It is evident from the majority’s reasons that this sentiment is heartfelt and not mere pious sentiment. As reflected in cases discussed by the majority, the misconduct in this case was not “close to the line” or just a moment of bad judgment or loss of control. The Applicant exercised poor judgment in going to the scene of the collision and speaking with the police officer. She inappropriately insinuated herself into her son’s case by filing the disclosure request in her own name and repeatedly contacting the prosecutor’s office about it, eventually picking it up herself. She acted inappropriately when she phoned the prosecutor to discuss her son’s case, when she sought to tell the prosecutor “who she was”, when she discussed resolution, and when she negotiated an agreed adjournment. All of these are things a jurist should not do in aid of a family member. Her intervention in her son’s traffic incident continued, on and on, and on and on, involving court staff, another justice of the peace and her Regional Senior Justice of the Peace. All of these steps were, are best, ill-advised and perilous to public confidence in the administration of justice. When the Applicant interacted with others in circumstances where there were no witnesses and no record of events, she left herself open to contests of credibility on material matters, a situation any jurist should strive to avoid.

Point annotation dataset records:
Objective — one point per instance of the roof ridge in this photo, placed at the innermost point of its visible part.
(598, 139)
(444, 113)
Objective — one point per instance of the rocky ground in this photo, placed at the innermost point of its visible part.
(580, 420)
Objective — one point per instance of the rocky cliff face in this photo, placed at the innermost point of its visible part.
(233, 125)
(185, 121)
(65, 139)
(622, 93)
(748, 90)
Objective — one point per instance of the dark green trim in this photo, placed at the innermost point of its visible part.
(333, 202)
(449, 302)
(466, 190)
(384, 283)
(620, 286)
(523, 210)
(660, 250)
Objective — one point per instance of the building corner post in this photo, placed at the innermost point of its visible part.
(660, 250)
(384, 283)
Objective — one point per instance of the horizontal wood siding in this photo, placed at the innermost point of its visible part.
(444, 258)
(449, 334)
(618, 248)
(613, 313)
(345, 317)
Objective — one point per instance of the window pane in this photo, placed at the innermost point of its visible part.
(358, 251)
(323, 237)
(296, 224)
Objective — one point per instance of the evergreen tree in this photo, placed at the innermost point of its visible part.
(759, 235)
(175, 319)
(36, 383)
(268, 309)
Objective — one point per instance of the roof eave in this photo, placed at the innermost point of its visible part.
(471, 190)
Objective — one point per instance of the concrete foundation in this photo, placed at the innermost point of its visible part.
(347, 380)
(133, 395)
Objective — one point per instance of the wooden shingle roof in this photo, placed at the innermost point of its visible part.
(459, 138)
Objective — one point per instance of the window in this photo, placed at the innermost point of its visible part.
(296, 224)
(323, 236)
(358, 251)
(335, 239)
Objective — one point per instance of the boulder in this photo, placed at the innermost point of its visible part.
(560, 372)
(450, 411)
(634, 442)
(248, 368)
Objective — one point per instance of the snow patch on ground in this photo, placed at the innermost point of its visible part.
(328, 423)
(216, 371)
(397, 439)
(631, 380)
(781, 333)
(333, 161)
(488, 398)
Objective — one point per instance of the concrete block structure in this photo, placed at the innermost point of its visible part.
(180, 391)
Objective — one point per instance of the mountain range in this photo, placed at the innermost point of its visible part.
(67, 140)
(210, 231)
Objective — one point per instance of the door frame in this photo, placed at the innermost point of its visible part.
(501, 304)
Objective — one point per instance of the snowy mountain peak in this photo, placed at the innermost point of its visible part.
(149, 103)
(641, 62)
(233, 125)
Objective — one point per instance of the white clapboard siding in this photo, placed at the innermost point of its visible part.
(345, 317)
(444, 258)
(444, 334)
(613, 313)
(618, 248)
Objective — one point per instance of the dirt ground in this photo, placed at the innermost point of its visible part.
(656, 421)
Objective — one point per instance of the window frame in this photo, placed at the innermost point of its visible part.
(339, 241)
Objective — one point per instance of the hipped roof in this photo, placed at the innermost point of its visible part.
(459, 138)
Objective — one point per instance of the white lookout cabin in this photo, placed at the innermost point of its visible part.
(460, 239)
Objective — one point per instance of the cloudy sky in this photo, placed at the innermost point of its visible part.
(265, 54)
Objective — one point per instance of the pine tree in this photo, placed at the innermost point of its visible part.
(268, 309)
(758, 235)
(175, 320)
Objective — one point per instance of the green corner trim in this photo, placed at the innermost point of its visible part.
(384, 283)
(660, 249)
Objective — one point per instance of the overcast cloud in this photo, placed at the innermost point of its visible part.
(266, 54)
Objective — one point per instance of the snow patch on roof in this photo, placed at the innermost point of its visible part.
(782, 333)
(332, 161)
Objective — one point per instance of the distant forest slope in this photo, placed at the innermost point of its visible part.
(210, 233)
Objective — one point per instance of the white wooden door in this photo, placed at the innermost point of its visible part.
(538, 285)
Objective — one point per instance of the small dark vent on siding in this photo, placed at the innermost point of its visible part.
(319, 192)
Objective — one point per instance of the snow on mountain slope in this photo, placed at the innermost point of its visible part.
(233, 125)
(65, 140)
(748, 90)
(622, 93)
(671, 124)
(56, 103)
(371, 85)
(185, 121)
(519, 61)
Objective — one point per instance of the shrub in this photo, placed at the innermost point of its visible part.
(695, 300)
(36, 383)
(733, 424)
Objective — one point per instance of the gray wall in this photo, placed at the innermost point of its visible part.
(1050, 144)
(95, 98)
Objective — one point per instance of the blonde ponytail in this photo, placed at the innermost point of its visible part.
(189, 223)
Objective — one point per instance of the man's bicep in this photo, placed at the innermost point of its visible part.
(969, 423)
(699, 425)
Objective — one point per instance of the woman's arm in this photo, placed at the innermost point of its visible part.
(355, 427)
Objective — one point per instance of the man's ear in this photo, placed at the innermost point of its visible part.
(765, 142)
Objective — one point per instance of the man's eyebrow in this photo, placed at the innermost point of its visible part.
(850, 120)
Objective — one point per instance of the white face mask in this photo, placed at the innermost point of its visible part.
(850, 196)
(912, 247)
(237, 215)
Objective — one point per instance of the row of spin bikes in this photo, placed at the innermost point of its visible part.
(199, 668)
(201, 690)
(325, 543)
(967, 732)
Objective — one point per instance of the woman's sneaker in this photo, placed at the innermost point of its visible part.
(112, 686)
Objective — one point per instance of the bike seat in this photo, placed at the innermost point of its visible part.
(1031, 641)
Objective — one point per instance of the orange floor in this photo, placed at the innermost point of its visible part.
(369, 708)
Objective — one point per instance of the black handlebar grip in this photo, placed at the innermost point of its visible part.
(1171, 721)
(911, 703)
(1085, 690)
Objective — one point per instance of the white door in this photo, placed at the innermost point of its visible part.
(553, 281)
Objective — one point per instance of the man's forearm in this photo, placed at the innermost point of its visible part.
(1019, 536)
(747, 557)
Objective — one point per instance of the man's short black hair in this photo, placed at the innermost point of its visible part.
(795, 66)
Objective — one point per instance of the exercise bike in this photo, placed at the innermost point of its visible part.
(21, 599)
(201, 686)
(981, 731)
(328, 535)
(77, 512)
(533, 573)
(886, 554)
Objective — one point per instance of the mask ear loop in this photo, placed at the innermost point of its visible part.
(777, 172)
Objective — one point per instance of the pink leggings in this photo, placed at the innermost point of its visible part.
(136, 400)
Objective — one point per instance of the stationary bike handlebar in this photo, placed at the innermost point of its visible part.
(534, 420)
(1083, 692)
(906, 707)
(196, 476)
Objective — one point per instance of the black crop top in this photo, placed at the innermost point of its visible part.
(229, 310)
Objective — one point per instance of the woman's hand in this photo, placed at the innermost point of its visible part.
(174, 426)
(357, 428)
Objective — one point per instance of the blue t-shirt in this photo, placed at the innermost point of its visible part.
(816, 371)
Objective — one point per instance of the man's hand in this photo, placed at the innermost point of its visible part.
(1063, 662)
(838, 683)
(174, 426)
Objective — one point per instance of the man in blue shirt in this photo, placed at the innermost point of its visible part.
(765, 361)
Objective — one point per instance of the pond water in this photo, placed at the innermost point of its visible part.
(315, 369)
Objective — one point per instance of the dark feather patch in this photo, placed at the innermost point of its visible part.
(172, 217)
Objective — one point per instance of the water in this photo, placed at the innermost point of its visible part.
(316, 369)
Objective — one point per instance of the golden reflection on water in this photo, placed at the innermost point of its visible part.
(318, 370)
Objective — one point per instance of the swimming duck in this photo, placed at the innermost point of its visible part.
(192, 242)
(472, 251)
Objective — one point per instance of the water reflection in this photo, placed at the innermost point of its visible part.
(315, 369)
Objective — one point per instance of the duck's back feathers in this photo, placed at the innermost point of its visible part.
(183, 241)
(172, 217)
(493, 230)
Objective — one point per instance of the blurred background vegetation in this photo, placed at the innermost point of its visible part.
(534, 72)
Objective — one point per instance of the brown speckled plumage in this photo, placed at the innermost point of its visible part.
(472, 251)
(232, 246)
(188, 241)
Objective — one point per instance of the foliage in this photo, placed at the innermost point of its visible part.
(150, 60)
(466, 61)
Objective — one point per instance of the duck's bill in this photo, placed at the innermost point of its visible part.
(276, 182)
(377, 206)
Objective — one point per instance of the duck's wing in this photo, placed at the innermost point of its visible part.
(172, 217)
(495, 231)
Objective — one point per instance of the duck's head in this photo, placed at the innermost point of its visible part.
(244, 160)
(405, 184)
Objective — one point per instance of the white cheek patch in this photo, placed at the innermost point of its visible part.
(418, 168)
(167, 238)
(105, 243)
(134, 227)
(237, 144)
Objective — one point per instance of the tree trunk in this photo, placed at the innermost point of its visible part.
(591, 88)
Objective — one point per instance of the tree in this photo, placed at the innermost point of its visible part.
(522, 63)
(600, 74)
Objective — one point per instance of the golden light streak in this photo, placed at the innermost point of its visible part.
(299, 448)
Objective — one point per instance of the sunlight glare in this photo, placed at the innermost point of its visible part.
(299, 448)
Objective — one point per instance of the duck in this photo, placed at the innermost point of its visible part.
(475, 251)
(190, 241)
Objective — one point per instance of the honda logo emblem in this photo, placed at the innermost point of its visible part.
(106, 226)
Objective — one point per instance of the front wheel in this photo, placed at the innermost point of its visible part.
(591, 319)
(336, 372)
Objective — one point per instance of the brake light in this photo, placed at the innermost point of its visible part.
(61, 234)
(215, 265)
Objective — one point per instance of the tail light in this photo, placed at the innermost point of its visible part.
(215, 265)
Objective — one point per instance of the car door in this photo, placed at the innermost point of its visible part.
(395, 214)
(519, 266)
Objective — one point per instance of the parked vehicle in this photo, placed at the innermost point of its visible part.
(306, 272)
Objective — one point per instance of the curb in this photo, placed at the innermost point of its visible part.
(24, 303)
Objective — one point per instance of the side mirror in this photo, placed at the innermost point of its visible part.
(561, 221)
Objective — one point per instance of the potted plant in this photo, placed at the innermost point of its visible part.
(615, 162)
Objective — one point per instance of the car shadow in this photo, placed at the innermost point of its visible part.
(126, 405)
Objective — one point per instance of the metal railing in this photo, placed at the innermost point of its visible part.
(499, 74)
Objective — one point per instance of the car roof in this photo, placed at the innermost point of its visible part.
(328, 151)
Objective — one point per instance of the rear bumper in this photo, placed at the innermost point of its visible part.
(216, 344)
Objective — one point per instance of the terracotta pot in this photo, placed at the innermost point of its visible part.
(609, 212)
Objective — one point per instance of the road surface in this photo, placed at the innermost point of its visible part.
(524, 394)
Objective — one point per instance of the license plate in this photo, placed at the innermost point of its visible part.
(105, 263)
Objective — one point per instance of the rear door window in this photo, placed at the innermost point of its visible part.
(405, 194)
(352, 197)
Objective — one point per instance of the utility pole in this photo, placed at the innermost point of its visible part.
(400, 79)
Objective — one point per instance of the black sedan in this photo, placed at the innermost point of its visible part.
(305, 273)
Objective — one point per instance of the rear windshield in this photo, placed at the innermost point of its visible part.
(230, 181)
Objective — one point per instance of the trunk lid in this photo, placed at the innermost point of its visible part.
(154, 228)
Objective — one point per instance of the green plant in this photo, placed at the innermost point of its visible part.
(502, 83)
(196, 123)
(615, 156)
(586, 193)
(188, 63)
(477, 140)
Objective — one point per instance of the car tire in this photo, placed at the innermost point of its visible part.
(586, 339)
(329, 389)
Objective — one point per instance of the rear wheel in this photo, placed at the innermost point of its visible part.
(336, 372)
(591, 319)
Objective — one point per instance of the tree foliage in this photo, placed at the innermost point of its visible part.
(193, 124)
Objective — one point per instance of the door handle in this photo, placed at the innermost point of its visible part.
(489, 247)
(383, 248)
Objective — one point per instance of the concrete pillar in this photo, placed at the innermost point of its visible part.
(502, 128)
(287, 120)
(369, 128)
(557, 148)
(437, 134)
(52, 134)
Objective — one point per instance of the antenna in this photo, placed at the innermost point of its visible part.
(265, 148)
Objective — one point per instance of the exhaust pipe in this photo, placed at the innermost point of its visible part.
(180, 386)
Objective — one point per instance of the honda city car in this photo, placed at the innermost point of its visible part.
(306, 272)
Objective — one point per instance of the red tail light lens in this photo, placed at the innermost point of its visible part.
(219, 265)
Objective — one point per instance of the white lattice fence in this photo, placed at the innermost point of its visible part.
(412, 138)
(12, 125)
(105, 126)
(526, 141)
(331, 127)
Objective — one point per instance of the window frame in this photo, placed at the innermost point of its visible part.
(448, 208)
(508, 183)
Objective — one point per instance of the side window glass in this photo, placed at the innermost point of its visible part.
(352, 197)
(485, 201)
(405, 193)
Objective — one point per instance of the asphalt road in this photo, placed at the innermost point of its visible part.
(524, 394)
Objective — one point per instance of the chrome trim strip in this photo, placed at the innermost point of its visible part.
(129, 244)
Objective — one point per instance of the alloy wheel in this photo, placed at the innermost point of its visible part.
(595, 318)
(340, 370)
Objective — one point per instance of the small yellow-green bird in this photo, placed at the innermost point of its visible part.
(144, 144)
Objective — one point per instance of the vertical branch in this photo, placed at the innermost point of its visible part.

• WRITTEN TASKS:
1) Answer these questions using the passage on the Applicant's misconduct, one line each:
(a) Into whose case did the Applicant insinuate herself?
(b) In whose name did she file the disclosure request?
(c) Besides court staff, who else did her intervention come to involve?
2) Carry on the passage on the Applicant's misconduct with the next few sentences, starting right after its final sentence.

• THE REPLIES:
1)
(a) Her son's case.
(b) Her own name.
(c) Another justice of the peace and her Regional Senior Justice of the Peace.

2)
[49] A lapse in judgment, inappropriate conduct in the heat of the moment, a visceral reaction to deeply held historic distrust of justice institutions – all of these could be forgiven – in the right circumstances – if, in the cold light of day, the moment having passed, the Applicant came to grips with her duties as a jurist. But that did not happen. Right up to the Merits Hearing – where she gave false testimony – and the preparation for the Disposition Hearing – where her initial draft apology letters were manifestly deficient – the Applicant demonstrated repeatedly that she could not step away from the situation sufficiently to recognize her misconduct.
[50] It is a loss for the judiciary that the Applicant may be removed from office as a result of the majority’s recommendation. It is likewise a loss for Thunder Bay, for the North West Region, and for Ontario. It is apparent that the majority were aware of this, and it explains why their conclusion weighed so heavily upon them. But they concluded – as they were entitled to do on the record – that they could not be satisfied that the Applicant would discharge her duties independently, impartially and with integrity in future. The desirability of retaining an indigenous jurist could not displace this core finding.
[51] The majority wrestled with the principles in Gladue and concluded that a recommendation to remove the Applicant was required to maintain public confidence in the administration of justice. On the basis of the majority’s findings – which were available to them on the record – this conclusion was manifestly reasonable.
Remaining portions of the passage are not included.